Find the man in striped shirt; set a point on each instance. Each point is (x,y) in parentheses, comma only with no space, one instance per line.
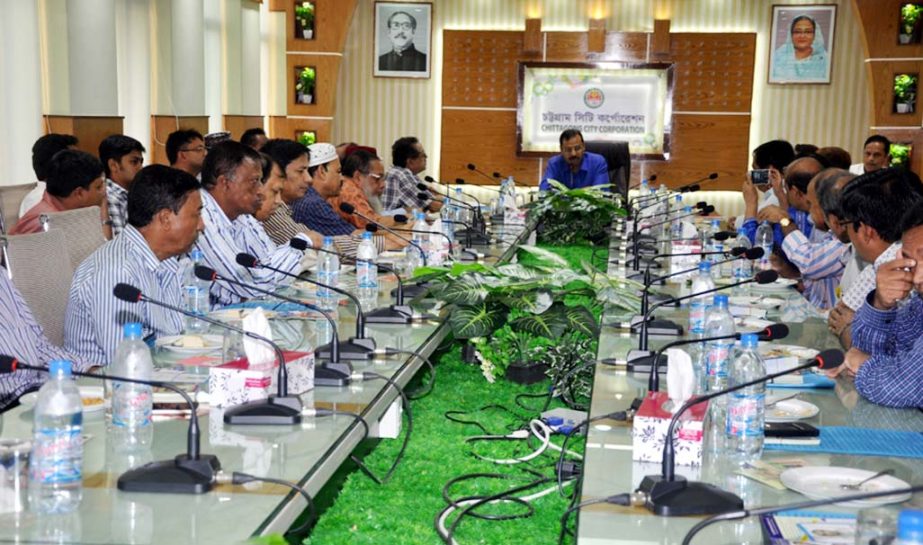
(232,177)
(164,219)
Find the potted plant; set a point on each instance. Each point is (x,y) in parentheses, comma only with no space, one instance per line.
(304,14)
(305,86)
(910,15)
(905,92)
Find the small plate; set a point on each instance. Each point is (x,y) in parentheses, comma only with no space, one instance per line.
(92,396)
(821,483)
(190,345)
(790,410)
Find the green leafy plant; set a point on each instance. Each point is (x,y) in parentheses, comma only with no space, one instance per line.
(569,216)
(910,15)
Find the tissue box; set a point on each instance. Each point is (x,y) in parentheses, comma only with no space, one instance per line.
(650,428)
(234,382)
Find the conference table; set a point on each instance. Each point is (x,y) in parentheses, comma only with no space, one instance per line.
(609,468)
(307,454)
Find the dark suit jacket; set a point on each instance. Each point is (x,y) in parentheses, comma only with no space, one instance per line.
(409,60)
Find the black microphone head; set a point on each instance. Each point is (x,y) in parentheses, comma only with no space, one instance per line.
(298,244)
(7,364)
(247,260)
(829,359)
(774,332)
(127,292)
(205,273)
(766,277)
(754,253)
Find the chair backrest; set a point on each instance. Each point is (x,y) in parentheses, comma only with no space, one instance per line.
(83,232)
(618,159)
(10,198)
(42,272)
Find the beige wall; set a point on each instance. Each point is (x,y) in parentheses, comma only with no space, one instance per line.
(375,111)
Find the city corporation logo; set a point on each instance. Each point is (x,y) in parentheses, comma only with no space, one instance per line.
(594,98)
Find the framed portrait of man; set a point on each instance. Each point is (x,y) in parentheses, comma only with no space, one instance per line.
(403,38)
(801,43)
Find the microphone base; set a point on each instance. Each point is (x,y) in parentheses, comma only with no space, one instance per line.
(332,374)
(395,314)
(680,497)
(274,411)
(641,361)
(178,476)
(353,349)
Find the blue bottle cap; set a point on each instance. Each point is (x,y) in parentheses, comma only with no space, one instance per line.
(60,367)
(132,330)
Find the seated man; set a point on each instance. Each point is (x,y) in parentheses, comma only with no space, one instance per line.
(869,205)
(887,354)
(42,152)
(408,159)
(75,180)
(164,219)
(23,339)
(121,159)
(575,167)
(232,176)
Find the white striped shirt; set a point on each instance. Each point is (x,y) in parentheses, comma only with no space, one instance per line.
(22,338)
(94,319)
(223,239)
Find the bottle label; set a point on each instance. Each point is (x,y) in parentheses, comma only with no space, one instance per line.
(57,455)
(743,415)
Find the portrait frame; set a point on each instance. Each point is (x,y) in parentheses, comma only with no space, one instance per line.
(785,67)
(389,64)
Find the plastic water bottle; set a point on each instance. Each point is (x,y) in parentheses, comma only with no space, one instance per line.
(698,307)
(132,404)
(367,272)
(746,407)
(718,323)
(195,293)
(328,272)
(909,527)
(55,465)
(742,267)
(764,236)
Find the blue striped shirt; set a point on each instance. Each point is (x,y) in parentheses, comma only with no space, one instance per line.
(22,338)
(893,375)
(94,319)
(223,239)
(821,262)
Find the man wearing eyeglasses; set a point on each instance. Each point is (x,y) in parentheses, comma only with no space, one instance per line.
(186,151)
(403,56)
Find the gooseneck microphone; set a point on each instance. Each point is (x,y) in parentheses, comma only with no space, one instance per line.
(670,495)
(189,473)
(772,332)
(280,409)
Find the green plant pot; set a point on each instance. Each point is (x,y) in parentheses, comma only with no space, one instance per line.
(526,373)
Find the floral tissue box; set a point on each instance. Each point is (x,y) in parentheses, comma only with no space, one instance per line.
(234,383)
(650,427)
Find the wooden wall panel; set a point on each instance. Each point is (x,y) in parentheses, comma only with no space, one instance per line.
(89,130)
(163,125)
(483,138)
(237,124)
(331,21)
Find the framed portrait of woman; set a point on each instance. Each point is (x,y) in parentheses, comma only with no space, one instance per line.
(801,43)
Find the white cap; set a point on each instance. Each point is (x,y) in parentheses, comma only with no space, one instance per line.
(321,154)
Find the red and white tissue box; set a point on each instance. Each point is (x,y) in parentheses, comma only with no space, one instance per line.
(650,427)
(235,382)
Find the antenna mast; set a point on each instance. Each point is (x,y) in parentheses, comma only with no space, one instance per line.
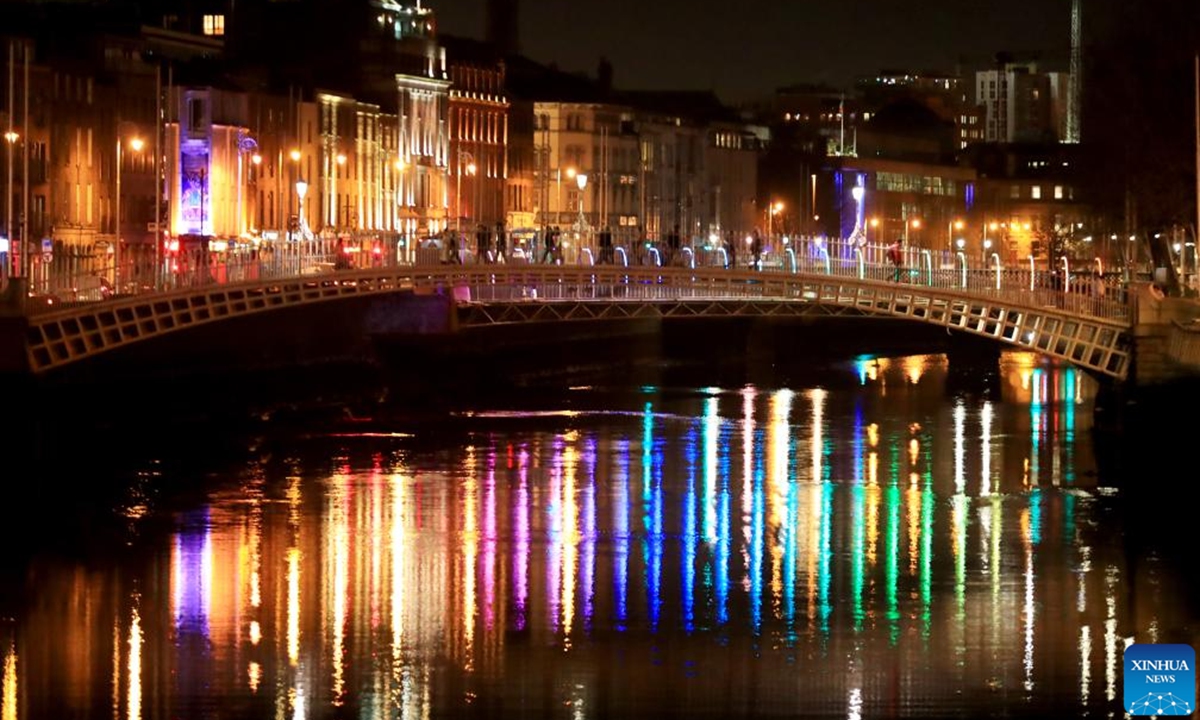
(1077,72)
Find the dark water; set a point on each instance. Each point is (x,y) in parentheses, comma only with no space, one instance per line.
(886,544)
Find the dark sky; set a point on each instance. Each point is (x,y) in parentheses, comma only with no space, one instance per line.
(745,48)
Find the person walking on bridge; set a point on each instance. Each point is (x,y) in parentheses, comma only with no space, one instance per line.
(895,256)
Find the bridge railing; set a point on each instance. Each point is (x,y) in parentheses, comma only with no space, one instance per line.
(1084,292)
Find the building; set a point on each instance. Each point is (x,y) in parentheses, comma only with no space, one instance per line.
(925,204)
(1030,201)
(591,175)
(479,132)
(1023,105)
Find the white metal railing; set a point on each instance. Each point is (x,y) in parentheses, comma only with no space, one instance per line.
(1084,292)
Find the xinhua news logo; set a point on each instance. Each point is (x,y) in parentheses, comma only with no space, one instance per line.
(1161,679)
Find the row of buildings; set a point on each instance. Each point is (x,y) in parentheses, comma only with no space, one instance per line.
(191,124)
(420,137)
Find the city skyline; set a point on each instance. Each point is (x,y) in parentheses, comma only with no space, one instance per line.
(943,36)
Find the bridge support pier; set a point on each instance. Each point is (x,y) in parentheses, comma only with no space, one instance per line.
(1158,357)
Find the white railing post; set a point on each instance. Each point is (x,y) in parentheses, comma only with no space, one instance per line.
(691,257)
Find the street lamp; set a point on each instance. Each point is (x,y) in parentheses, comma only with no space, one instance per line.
(471,171)
(301,191)
(11,137)
(957,225)
(915,223)
(335,216)
(775,209)
(136,144)
(581,180)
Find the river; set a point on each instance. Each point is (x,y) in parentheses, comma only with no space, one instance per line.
(874,540)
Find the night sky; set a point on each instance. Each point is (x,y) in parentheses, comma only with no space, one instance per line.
(747,48)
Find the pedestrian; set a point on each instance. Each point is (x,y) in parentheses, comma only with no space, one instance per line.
(895,256)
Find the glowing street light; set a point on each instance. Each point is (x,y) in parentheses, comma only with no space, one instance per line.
(136,144)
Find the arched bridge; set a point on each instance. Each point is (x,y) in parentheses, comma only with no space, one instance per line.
(1023,310)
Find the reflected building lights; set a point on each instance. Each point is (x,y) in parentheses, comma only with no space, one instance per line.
(490,544)
(688,557)
(521,545)
(133,702)
(570,539)
(293,636)
(712,442)
(621,538)
(1110,634)
(960,453)
(1085,665)
(1027,612)
(340,540)
(985,450)
(588,547)
(779,480)
(9,695)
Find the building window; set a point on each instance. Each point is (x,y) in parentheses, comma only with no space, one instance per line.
(214,24)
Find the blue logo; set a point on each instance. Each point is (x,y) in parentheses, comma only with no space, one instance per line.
(1161,679)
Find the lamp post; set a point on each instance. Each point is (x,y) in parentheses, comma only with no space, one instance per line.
(257,161)
(570,175)
(581,180)
(301,191)
(772,211)
(11,138)
(915,223)
(471,171)
(858,192)
(954,225)
(136,144)
(334,199)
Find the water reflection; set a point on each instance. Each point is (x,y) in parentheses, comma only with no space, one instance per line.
(873,553)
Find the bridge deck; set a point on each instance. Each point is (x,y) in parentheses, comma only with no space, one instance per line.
(1087,330)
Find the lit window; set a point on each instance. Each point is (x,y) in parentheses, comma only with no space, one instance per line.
(214,24)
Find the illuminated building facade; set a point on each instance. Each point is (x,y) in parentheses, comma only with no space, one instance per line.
(479,133)
(588,167)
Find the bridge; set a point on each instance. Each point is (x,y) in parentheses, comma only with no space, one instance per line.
(1084,318)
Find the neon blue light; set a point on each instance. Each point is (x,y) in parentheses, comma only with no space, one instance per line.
(723,545)
(857,551)
(689,539)
(1036,516)
(756,547)
(790,559)
(621,538)
(823,574)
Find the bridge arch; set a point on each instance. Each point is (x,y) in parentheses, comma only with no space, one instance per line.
(1054,324)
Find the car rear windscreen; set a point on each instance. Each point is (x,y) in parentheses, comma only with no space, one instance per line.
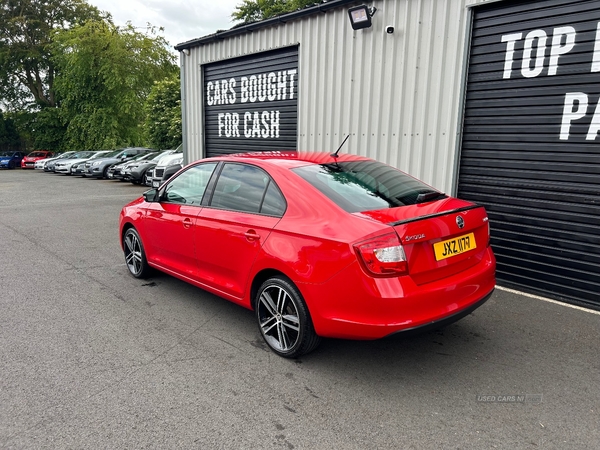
(358,186)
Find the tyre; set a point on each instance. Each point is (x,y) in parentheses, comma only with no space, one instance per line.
(283,319)
(135,257)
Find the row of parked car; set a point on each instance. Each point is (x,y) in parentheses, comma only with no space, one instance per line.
(137,165)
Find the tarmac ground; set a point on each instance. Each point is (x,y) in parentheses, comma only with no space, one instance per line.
(94,358)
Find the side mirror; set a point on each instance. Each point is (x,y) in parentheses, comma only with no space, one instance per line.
(151,195)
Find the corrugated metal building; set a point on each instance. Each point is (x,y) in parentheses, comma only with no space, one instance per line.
(494,101)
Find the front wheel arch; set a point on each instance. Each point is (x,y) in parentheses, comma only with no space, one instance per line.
(283,318)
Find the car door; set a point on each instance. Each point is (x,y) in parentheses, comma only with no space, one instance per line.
(170,223)
(245,206)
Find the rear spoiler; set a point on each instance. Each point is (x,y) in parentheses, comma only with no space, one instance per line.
(429,216)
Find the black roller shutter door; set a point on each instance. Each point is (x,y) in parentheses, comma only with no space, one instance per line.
(531,143)
(251,103)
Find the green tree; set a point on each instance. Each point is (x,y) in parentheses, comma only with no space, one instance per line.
(106,74)
(26,69)
(163,114)
(256,10)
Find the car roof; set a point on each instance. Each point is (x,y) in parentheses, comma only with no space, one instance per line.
(292,159)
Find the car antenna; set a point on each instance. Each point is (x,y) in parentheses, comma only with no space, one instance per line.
(335,154)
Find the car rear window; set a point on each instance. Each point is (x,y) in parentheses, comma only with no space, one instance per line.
(358,186)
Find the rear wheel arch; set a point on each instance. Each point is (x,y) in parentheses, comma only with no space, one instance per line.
(260,278)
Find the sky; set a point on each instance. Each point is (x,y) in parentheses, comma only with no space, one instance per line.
(182,20)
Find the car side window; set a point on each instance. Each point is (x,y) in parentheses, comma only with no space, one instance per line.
(188,188)
(246,188)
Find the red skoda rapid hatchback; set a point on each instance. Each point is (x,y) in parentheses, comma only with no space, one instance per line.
(318,245)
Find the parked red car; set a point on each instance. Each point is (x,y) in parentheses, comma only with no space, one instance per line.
(318,245)
(28,162)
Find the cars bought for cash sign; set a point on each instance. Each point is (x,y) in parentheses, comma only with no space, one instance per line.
(251,103)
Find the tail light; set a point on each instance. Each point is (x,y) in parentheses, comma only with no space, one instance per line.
(489,231)
(382,256)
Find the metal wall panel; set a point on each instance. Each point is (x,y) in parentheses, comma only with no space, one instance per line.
(530,149)
(397,95)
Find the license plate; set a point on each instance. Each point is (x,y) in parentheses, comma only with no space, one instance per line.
(456,246)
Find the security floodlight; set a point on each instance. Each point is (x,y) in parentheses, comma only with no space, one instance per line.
(360,16)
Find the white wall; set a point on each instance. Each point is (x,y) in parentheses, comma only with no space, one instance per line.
(398,95)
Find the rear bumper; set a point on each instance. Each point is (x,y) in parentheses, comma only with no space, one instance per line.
(353,305)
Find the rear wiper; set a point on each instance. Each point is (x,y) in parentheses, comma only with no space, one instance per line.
(430,196)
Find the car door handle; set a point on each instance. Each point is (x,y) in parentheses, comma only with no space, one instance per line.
(252,235)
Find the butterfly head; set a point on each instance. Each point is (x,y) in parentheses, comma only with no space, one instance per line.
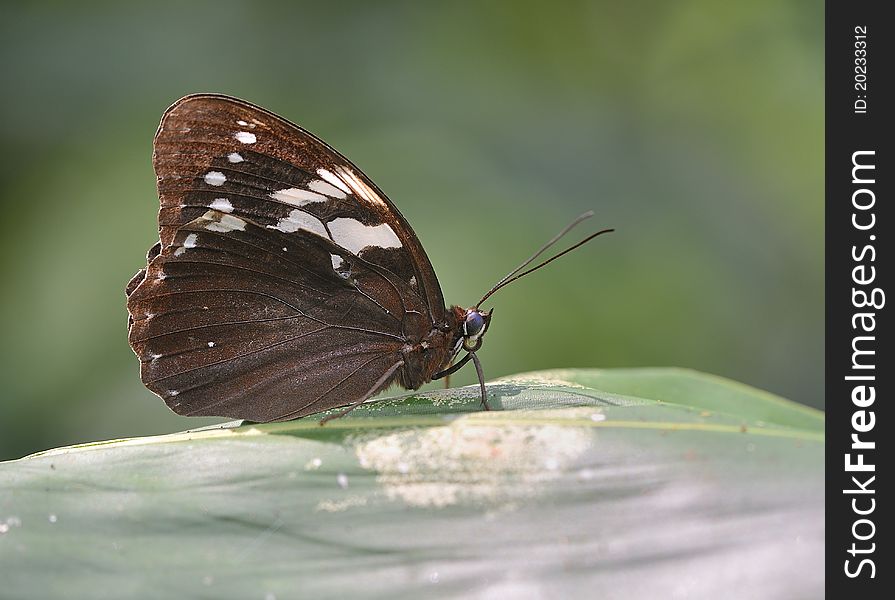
(475,324)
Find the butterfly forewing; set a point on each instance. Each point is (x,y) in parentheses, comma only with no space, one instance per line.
(285,282)
(219,151)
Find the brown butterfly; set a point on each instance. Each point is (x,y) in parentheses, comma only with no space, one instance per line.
(285,282)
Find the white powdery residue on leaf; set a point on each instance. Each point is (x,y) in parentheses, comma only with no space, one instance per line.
(470,461)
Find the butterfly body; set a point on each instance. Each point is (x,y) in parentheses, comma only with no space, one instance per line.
(284,281)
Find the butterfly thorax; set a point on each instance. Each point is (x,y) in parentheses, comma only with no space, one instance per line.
(434,351)
(461,328)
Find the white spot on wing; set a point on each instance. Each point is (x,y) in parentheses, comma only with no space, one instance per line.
(298,219)
(221,204)
(334,180)
(297,197)
(215,178)
(326,188)
(245,137)
(361,189)
(223,223)
(353,235)
(337,260)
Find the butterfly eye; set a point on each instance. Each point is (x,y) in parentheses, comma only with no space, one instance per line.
(474,324)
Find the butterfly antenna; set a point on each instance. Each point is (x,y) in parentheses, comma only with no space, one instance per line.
(544,248)
(513,276)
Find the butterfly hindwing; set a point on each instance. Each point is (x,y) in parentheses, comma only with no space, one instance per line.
(234,319)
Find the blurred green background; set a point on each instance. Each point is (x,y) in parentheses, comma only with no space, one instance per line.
(695,128)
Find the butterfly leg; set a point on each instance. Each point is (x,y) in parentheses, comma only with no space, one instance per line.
(453,368)
(379,383)
(478,370)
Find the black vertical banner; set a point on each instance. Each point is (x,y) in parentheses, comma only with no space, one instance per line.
(860,371)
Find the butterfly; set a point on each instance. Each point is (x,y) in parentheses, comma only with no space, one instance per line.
(284,281)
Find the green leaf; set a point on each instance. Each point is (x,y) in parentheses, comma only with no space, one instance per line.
(648,483)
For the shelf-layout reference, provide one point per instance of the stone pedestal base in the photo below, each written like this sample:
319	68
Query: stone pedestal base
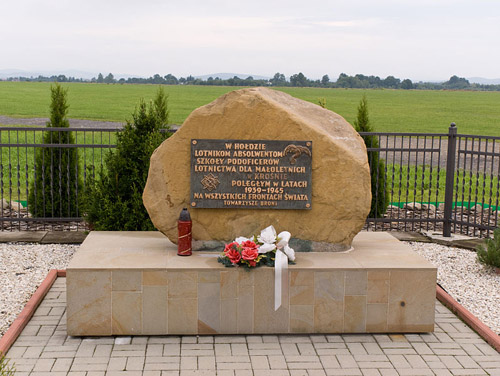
133	283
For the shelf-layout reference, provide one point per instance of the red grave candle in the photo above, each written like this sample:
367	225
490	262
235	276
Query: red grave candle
184	225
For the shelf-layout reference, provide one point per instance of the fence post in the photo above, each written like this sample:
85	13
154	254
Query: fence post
450	178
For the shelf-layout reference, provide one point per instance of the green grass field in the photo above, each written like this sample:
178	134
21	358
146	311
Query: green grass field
390	110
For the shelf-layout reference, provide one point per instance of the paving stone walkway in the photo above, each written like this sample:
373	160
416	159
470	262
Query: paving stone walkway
44	349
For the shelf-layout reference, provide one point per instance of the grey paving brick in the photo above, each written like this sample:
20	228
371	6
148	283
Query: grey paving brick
317	338
450	362
415	372
356	348
333	352
416	361
189	362
347	361
290	349
239	349
467	372
272	372
254	339
335	338
375	364
399	361
329	361
233	359
306	366
371	358
306	349
206	339
117	364
294	338
389	372
234	366
43	365
422	348
347	372
162	367
135	364
370	372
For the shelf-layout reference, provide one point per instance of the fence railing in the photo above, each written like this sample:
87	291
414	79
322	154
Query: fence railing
444	182
436	182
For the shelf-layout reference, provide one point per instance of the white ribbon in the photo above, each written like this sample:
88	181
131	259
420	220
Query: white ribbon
280	279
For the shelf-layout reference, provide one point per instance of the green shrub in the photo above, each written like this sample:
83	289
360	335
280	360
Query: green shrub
380	196
54	189
6	369
113	196
491	254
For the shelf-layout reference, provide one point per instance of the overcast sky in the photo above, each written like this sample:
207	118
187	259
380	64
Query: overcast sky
420	40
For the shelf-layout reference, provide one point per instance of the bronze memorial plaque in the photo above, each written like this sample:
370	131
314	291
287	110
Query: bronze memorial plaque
251	174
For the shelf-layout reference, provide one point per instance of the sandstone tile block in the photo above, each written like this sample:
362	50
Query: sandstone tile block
229	284
266	319
376	318
154	309
356	282
89	302
328	316
182	316
209	307
302	318
355	314
154	278
412	300
302	295
126	280
126	312
378	287
182	285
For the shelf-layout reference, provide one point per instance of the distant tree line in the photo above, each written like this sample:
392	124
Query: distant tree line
358	81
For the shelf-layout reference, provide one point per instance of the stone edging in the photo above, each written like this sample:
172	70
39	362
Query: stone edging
24	317
485	332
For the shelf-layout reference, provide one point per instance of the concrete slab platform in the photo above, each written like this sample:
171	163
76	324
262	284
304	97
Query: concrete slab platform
134	283
44	348
64	237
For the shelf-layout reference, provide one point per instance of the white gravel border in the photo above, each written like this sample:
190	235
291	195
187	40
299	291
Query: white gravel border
474	285
23	267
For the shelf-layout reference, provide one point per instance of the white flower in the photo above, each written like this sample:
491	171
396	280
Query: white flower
289	252
241	239
267	237
284	238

### Your objective
Take the line in which "of the concrete" occurs and each subsequent line through the end; give these lines again without alteration.

### Result for this task
For the shelf-layout reference, provide one point per instance of the concrete slab platform in the photo above, each written like this sample:
171	163
76	324
262	284
304	97
Query: concrete slab platform
134	283
44	348
64	237
For the shelf-layout reference, provide one point per instance of the white gravel border in the photo above, each written like this sample:
190	235
291	195
187	40
299	291
Query: white gravel border
474	285
23	267
For the shelf-layout reference, provide one point per instance of the white flower in the photo above, each written like this sample:
491	171
396	280
Query: white flower
289	252
241	239
267	237
284	238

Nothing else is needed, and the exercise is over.